## REQUIRED WORK
1. In the text about Facebook's earnings, which company do the bulls see Facebook as the next version of?
2. Continue the text about Facebook's earnings from its last sentence.

That's the kiss of death for all of the upside-surprise folks out there, the ones who figured Facebook had hit the magic formula for mobile and would show an explosive revenue and profit number. They aren't satisfied with the 17 cents vs. the 15 cents earnings-per-share number. They needed something like 20 cents to 25 cents in order to stay in the stock, or cover their shorts, or upgrade from buy to super de-duper buy.

It's ironic that the bulls look at the same exact statement from Zuckerberg and love what they see. Put simply, they see the next Amazon (AMZN). They see a company with such a huge growth path that the smartest thing the company can do is to spend as much as possible, thus getting advertisers to spend fortunes trying to reach their targets among the more than 1 billion users of this product.

(Data records)
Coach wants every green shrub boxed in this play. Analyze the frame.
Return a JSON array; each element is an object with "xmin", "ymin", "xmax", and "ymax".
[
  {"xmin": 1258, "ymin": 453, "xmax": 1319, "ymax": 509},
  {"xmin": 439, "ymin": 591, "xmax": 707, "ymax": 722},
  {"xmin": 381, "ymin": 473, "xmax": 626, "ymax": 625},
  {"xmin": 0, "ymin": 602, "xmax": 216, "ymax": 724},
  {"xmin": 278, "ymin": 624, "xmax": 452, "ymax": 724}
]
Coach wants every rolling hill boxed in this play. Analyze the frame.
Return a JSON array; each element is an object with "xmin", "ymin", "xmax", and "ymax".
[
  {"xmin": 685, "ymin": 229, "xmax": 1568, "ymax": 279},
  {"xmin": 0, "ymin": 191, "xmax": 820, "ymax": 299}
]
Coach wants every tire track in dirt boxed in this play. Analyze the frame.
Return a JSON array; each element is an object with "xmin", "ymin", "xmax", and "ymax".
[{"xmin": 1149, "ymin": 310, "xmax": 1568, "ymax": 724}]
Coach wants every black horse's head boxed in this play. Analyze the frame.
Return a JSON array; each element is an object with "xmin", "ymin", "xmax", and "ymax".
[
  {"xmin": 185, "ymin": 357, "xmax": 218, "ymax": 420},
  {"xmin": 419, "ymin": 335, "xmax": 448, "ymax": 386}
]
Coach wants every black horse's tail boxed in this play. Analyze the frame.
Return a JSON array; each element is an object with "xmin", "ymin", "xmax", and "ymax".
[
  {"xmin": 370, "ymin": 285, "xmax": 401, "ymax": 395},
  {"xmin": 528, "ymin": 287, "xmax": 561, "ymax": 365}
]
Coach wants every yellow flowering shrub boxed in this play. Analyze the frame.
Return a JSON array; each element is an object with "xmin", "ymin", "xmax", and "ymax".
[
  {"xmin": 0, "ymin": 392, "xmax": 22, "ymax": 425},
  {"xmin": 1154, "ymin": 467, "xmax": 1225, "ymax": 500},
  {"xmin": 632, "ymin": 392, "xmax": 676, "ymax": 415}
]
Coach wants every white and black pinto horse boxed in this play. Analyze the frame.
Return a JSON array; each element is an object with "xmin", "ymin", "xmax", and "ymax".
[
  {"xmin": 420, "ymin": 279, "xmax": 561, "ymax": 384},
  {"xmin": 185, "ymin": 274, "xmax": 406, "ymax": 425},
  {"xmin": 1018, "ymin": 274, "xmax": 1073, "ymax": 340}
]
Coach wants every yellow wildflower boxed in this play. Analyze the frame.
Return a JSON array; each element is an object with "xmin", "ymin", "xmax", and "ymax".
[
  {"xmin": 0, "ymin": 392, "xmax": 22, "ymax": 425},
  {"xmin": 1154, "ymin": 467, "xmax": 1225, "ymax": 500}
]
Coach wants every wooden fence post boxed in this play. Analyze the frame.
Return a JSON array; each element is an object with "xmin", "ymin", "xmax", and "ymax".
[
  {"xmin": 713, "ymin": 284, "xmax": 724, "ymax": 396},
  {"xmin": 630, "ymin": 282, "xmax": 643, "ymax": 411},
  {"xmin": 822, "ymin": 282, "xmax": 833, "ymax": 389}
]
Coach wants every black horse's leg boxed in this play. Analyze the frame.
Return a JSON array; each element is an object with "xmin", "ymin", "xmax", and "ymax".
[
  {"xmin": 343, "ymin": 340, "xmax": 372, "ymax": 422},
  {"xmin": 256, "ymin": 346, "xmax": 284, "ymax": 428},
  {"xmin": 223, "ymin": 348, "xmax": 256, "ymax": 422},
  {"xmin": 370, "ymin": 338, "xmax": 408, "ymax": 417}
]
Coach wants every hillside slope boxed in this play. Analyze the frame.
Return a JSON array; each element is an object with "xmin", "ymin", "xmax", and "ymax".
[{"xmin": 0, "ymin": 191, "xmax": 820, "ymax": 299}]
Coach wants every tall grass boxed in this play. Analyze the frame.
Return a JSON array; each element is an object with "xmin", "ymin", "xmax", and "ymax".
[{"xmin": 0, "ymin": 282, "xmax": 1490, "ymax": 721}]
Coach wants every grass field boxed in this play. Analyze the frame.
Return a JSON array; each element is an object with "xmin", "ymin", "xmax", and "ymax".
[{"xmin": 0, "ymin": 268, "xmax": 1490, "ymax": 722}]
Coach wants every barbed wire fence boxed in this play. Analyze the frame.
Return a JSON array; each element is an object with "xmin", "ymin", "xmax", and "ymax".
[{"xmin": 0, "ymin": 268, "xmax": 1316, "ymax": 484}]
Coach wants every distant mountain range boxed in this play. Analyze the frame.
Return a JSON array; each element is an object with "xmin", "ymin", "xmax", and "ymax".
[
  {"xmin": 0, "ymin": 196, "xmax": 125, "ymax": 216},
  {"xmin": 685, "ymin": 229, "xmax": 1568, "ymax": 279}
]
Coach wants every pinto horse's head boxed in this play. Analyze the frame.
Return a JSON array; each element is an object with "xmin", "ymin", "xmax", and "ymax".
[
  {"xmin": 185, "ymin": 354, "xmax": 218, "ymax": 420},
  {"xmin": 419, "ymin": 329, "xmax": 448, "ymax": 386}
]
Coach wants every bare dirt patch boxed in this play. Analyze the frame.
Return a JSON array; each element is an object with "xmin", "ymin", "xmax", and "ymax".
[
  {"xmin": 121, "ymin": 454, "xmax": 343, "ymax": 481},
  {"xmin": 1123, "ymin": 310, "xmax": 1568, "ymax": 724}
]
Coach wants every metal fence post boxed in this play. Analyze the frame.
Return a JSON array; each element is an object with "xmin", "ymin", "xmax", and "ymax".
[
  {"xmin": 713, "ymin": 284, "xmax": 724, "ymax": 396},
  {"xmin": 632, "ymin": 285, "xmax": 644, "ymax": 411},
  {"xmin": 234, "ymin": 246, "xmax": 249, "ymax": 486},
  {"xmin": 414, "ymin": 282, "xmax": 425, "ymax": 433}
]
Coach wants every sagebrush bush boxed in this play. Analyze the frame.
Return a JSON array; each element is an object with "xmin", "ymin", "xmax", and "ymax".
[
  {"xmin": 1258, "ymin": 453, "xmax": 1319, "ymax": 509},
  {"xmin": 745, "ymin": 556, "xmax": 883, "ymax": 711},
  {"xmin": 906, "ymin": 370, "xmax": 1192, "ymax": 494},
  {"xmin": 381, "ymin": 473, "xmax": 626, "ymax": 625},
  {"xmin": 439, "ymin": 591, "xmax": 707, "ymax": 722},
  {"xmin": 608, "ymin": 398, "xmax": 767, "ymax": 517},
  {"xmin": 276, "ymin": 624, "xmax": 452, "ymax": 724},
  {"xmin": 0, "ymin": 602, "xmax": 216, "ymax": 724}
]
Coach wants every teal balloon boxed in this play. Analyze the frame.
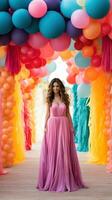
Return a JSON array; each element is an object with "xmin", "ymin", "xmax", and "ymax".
[
  {"xmin": 47, "ymin": 62, "xmax": 56, "ymax": 73},
  {"xmin": 74, "ymin": 52, "xmax": 91, "ymax": 68},
  {"xmin": 8, "ymin": 0, "xmax": 32, "ymax": 10},
  {"xmin": 85, "ymin": 0, "xmax": 110, "ymax": 19},
  {"xmin": 0, "ymin": 11, "xmax": 13, "ymax": 35},
  {"xmin": 12, "ymin": 8, "xmax": 32, "ymax": 29},
  {"xmin": 60, "ymin": 0, "xmax": 81, "ymax": 18},
  {"xmin": 25, "ymin": 19, "xmax": 39, "ymax": 34},
  {"xmin": 77, "ymin": 84, "xmax": 91, "ymax": 98},
  {"xmin": 0, "ymin": 0, "xmax": 9, "ymax": 11},
  {"xmin": 39, "ymin": 11, "xmax": 65, "ymax": 38}
]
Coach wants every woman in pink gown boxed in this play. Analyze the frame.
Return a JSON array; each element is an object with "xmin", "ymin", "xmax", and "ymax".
[{"xmin": 37, "ymin": 78, "xmax": 85, "ymax": 192}]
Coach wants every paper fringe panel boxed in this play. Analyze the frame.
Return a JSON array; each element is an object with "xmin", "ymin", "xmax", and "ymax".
[
  {"xmin": 104, "ymin": 77, "xmax": 112, "ymax": 173},
  {"xmin": 89, "ymin": 72, "xmax": 110, "ymax": 164},
  {"xmin": 13, "ymin": 79, "xmax": 25, "ymax": 164},
  {"xmin": 72, "ymin": 85, "xmax": 89, "ymax": 152}
]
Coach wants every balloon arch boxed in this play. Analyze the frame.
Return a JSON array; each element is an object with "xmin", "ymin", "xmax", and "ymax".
[{"xmin": 0, "ymin": 0, "xmax": 112, "ymax": 173}]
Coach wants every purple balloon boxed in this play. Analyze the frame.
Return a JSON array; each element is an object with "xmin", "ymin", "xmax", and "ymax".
[
  {"xmin": 44, "ymin": 0, "xmax": 61, "ymax": 10},
  {"xmin": 66, "ymin": 21, "xmax": 82, "ymax": 39},
  {"xmin": 0, "ymin": 33, "xmax": 11, "ymax": 46},
  {"xmin": 11, "ymin": 29, "xmax": 28, "ymax": 45}
]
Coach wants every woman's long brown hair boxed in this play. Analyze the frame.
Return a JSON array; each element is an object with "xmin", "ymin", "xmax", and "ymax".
[{"xmin": 46, "ymin": 78, "xmax": 70, "ymax": 110}]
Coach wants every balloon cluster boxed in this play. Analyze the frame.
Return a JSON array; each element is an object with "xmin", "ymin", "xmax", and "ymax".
[
  {"xmin": 0, "ymin": 69, "xmax": 15, "ymax": 167},
  {"xmin": 0, "ymin": 0, "xmax": 112, "ymax": 79}
]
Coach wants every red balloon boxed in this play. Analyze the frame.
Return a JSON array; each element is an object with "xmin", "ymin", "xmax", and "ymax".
[
  {"xmin": 79, "ymin": 35, "xmax": 93, "ymax": 46},
  {"xmin": 25, "ymin": 63, "xmax": 34, "ymax": 69},
  {"xmin": 101, "ymin": 23, "xmax": 111, "ymax": 37},
  {"xmin": 91, "ymin": 55, "xmax": 101, "ymax": 67}
]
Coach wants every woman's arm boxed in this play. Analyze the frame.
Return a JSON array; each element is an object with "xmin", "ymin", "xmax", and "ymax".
[{"xmin": 44, "ymin": 103, "xmax": 50, "ymax": 132}]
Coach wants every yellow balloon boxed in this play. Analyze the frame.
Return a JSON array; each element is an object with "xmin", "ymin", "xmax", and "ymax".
[{"xmin": 77, "ymin": 0, "xmax": 86, "ymax": 7}]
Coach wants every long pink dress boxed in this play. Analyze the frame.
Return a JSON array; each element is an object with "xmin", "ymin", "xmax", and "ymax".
[{"xmin": 37, "ymin": 103, "xmax": 85, "ymax": 192}]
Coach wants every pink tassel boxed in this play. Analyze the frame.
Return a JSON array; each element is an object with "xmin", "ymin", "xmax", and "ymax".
[
  {"xmin": 102, "ymin": 36, "xmax": 112, "ymax": 72},
  {"xmin": 6, "ymin": 46, "xmax": 21, "ymax": 75}
]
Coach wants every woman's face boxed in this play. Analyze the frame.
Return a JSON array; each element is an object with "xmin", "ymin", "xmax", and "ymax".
[{"xmin": 53, "ymin": 82, "xmax": 60, "ymax": 94}]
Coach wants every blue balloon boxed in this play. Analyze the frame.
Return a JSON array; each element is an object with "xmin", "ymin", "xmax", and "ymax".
[
  {"xmin": 85, "ymin": 0, "xmax": 110, "ymax": 19},
  {"xmin": 12, "ymin": 8, "xmax": 32, "ymax": 29},
  {"xmin": 11, "ymin": 29, "xmax": 28, "ymax": 45},
  {"xmin": 0, "ymin": 0, "xmax": 9, "ymax": 11},
  {"xmin": 77, "ymin": 83, "xmax": 91, "ymax": 98},
  {"xmin": 44, "ymin": 0, "xmax": 60, "ymax": 10},
  {"xmin": 25, "ymin": 19, "xmax": 39, "ymax": 34},
  {"xmin": 74, "ymin": 52, "xmax": 91, "ymax": 68},
  {"xmin": 0, "ymin": 11, "xmax": 13, "ymax": 35},
  {"xmin": 39, "ymin": 11, "xmax": 65, "ymax": 38},
  {"xmin": 0, "ymin": 33, "xmax": 11, "ymax": 46},
  {"xmin": 60, "ymin": 0, "xmax": 81, "ymax": 18},
  {"xmin": 9, "ymin": 0, "xmax": 32, "ymax": 10},
  {"xmin": 66, "ymin": 20, "xmax": 82, "ymax": 39}
]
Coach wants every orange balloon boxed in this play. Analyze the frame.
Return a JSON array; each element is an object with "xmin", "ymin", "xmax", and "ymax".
[
  {"xmin": 82, "ymin": 46, "xmax": 95, "ymax": 57},
  {"xmin": 83, "ymin": 21, "xmax": 101, "ymax": 40},
  {"xmin": 84, "ymin": 67, "xmax": 99, "ymax": 81},
  {"xmin": 3, "ymin": 83, "xmax": 10, "ymax": 90}
]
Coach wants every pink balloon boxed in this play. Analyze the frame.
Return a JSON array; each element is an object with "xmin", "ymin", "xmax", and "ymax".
[
  {"xmin": 76, "ymin": 73, "xmax": 84, "ymax": 84},
  {"xmin": 28, "ymin": 0, "xmax": 47, "ymax": 18},
  {"xmin": 71, "ymin": 9, "xmax": 90, "ymax": 28},
  {"xmin": 30, "ymin": 67, "xmax": 47, "ymax": 78},
  {"xmin": 110, "ymin": 0, "xmax": 112, "ymax": 9},
  {"xmin": 50, "ymin": 33, "xmax": 71, "ymax": 51},
  {"xmin": 28, "ymin": 33, "xmax": 49, "ymax": 49}
]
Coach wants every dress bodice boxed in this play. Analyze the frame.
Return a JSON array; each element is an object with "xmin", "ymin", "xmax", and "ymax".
[{"xmin": 50, "ymin": 102, "xmax": 66, "ymax": 117}]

## ANSWER SECTION
1. Amazon (AMZN).

2.
The bulls are thinking not about earnings this year, which they don't care about in the least, but to the outyears -- say, 2015 -- when the spending will begin to pay off. They are patient, as they had been with Amazon, which became one of the great performers of all time simply because its visionary founder and CEO, Jeff Bezos, never wavered in having a long-term vision. In fact, these bulls would fear for Facebook if it weren't investing. That would have meant the hyper-growth phase is already over, and they would have been stuck with another Intel (INTC) or Microsoft (MSFT) -- played-out stocks that just generate a lot of cash but muster little growth.